◆ **Short task**
Convert the rows below into a Markdown table with two columns, Line and Content, giving each line's number and its text and skipping any blank lines. Leave the pictures out of the answer.

◆ **Material to process**

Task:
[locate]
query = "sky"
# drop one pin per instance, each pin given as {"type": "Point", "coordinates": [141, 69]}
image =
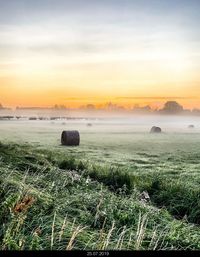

◆ **The reply**
| Line | Content |
|---|---|
| 1 | Task: |
| 2 | [locate] |
| 3 | query = "sky" |
| 4 | # drop one pin per instance, each pin given as {"type": "Point", "coordinates": [141, 69]} |
| 5 | image = |